Richard Scott, who has been producing artistic director at the Egyptian Theatre Company in Park City since 1995, will be the new general manager and artistic director of Salt Lake Community College's Grand Theatre.
Scott, who has acted and directed for theaters throughout the Wasatch Front area since moving here more than 20 years ago from southern New Jersey, officially assumes his new responsibilities at the Grand on Monday, Aug. 13.
He will, however, be involved with both theaters for a few weeks, helping ETC through its transition in filling his vacated position there while learning the ropes at the Grand. Pat Davis, who was hired on a temporary basis earlier this year to operate the Grand after former executive director Kenneth Plain left, will work with Scott for a few days while he gets acquainted with his new surroundings.
Scott said the Grand's 2001-02 season, which had been previously arranged by Davis, will remain intact, including the directors she had hired. The Grand's next season will include "State Fair," "No,No, Nanette," "A Tuna Christmas," "The Odd Couple" (the female version), "Anne of Green Gables" and "Joseph and the Amazing Technicolor Dreamcoat," the latter being directed by Davis.
Scott noted Monday that his biggest challenges at this point are getting acquainted with a different audience base and making the transition from a private theater company to one centered in a campus setting.
"The general public probably doesn't realize that one of the reasons I'm in a position to take on the Grand is because of the work I've done in other theaters around the area," he said. "The theatrical community here is very good about sharing its knowledge and talent."
The nature of the space, too — a 1,140-seat theater compared to the much smaller Egyptian Theatre — will be a big change for Scott.
"The Grand is known for big, "warhorse" musicals." he said.
Scott would like to work toward tapping into the younger, college-age audience.
The Grand Theatre is located on SLCC's South City campus, 1575 S. State, on what was formerly the old South High School campus.
Scott spearheaded major changes at the historic Egyptian Theatre in recent years, including expansion of the stagehouse and new restroom and dressing room facilities.

■ PROBLEMS TO WORK ON ■
**1)** According to the article on Richard Scott, why will he be involved with both the Egyptian Theatre Company and the Grand Theatre for a few weeks? Answer in one to three sentences.
**2)** Write a continuation of the article on Richard Scott, starting after its final sentence.
The listing is not needed for any task.

■ DATASET SECTION ■

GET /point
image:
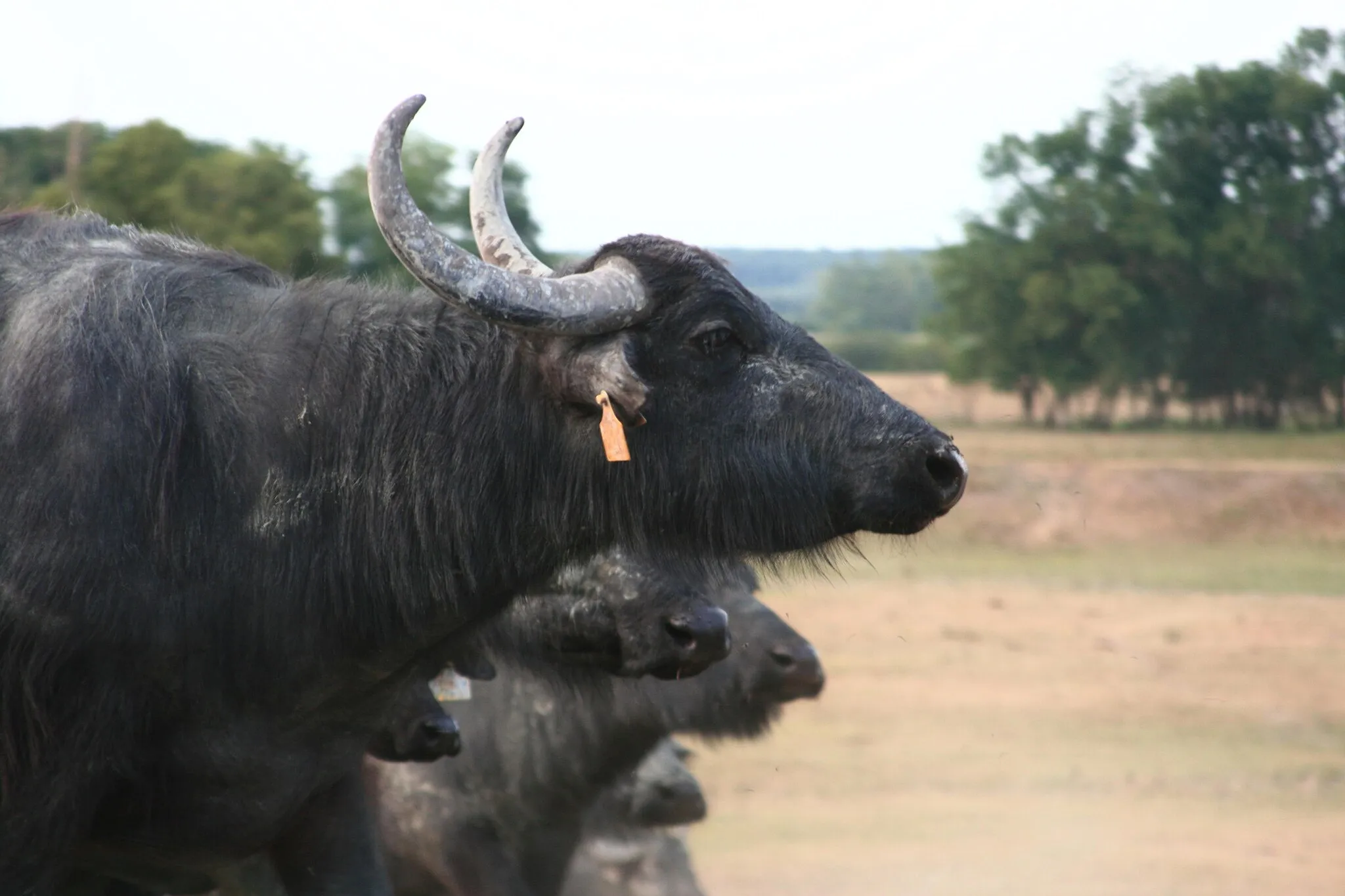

■ EXPECTED RESULTS ■
**1)** He will help the Egyptian Theatre Company through the transition of filling the position he is leaving. Meanwhile, he will be learning the ropes at the Grand.

**2)**
"I was involved off and on with the Egyptian Theatre since 1981, mostly as a performer," said Scott, who was president of ETC's board for one year during the mid 1980s.
During that time he became a fulltime actor, including performances at Salt Lake Acting Company ("The Ghoseman" and "Voice of the Prairie") and his first show at Pioneer Theatre Company ("The Grapes of Wrath").
Scott earned his Actors Equity card in 1994.
Originally from southern New Jersey, right outside of Philadelphia, Scott came to Utah to ski.
"I had taken some acting classes at Temple University in Philadelphia and was en route to Seattle when I took a side trip to southern Utah and fell in love with the region," he said. "I decided to move here."
He spent some time in the hospitality and lodging business in Park City.
He met his wife, Michelle Peterson, daughter of the late Glade Peterson — founder of the Utah Opera Company — when they were both in a staged reading at SLAC. They also performed together in "Tally's Folly" in Park City.
"It seems like I've done everything later in life than most," he said. He was about 46 or 47 when he and Michelle were married, and — at 50 — his home life revolves around their first child, eight-month-old Sarah Olivia Scott.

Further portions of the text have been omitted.